TEXTO
■ ■ ■ ■

Daniel Becker – A escola quer recuperar conteúdo e isso é um absurdo. Fazer pressão em crianças que estão vindo de tanto sofrimento, que precisam, ao contrário, de momentos de mais relaxamento, do reencontro e de celebrar, é um equívoco.
Quando mal recebidas, elas podem explodir de diversas formas.
Porvir – Isso explica o aumento de violência e agressividade nas escolas?
Daniel Becker – Algumas vão explodir para dentro com sintomas de depressão, tristeza, introspecção, outras vão explodir para fora, com agressividade, rebeldia ou outro tipo de dificuldade.
Essa agressividade que está acontecendo nas escolas realmente é impressionante. É natural, é esperado, e seria previsível especialmente se a escola não está tendo atenção para isso. É hora da gente repensar o que está acontecendo nas escolas, de pensar na saúde mental desses alunos e colocar na escola grupos e atividades de acolhimento ou atividades de exercício.

■ ■ ■ ■

DADOS FORNECIDOS
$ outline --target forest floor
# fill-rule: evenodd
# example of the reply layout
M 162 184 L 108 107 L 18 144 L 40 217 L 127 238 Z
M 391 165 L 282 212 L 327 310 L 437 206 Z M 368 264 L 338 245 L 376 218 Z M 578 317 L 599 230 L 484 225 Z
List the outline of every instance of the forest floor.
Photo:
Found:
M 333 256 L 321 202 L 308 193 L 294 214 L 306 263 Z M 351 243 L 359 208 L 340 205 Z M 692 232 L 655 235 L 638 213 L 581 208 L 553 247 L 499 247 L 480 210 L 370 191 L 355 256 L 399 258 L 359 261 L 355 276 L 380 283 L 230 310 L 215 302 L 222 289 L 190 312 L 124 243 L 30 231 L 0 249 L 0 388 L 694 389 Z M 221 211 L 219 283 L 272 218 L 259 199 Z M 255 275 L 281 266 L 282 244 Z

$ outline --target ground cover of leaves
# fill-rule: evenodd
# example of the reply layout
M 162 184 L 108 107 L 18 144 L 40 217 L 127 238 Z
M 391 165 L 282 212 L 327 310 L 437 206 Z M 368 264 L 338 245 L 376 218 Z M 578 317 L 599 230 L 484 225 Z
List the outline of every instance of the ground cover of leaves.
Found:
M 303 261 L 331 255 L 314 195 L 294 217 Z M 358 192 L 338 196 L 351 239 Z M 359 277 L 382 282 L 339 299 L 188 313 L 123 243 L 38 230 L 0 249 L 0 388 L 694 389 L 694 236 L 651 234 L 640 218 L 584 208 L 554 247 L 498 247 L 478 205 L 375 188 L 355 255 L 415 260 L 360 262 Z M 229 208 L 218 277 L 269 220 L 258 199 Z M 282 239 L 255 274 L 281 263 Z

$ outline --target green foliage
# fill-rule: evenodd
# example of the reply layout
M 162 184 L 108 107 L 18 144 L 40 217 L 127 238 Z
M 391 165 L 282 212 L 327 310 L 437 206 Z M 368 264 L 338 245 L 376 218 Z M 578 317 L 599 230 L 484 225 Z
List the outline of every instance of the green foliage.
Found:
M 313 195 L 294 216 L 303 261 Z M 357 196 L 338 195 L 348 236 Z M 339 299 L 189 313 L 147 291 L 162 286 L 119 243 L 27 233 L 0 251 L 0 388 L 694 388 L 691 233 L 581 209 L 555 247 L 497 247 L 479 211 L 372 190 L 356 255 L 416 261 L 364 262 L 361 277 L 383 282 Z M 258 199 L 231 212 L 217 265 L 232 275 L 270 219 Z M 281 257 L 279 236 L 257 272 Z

■ ■ ■ ■

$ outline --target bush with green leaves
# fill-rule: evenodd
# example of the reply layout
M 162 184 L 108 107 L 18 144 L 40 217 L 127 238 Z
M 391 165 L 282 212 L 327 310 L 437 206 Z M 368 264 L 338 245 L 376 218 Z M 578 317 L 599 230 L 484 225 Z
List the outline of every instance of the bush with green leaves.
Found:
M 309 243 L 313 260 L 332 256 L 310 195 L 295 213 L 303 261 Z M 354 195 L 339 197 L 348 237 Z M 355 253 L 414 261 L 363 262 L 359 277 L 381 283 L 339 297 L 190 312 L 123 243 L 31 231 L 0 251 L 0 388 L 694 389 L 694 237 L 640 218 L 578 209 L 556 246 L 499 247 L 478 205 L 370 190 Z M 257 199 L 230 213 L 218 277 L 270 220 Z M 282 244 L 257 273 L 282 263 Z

■ ■ ■ ■

EXERCÍCIO
Resuma o texto em duas frases.

EXERCÍCIO RESOLVIDO
Daniel Becker considera um equívoco a escola pressionar para recuperar conteúdo, pois crianças que vêm de tanto sofrimento precisam de relaxamento, reencontro e celebração, e, quando mal recebidas, podem explodir para dentro, com depressão e tristeza, ou para fora, com agressividade e rebeldia. Para ele, a agressividade que ocorre nas escolas é impressionante, mas previsível, e é hora de repensar a escola, pensar na saúde mental dos alunos e oferecer grupos e atividades de acolhimento ou de exercício.